● What is being asked:
For the copy, please give all of the data again exactly and leave the pictures out.

● Extracted entries:
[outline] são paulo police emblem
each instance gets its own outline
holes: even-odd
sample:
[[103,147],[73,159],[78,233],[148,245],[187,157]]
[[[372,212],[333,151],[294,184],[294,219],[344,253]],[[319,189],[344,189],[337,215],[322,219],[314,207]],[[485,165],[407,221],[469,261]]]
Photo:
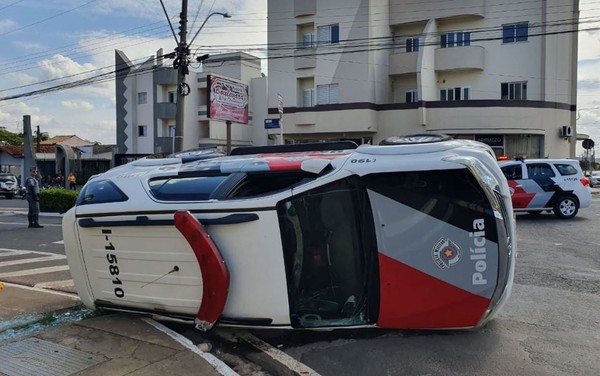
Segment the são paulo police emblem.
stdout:
[[459,263],[462,251],[458,244],[450,239],[441,238],[433,246],[433,261],[440,269],[448,269]]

● Written reply:
[outline] são paulo police emblem
each instance gets its own outline
holes: even-odd
sample:
[[103,147],[73,159],[78,233],[148,245],[187,157]]
[[[372,212],[333,151],[294,184],[294,219],[344,253]],[[319,189],[344,189],[337,215],[322,219],[314,207]],[[485,165],[407,221],[469,261]]]
Photo:
Segment the são paulo police emblem.
stdout:
[[459,263],[462,251],[458,244],[450,239],[441,238],[433,246],[433,261],[440,269],[448,269]]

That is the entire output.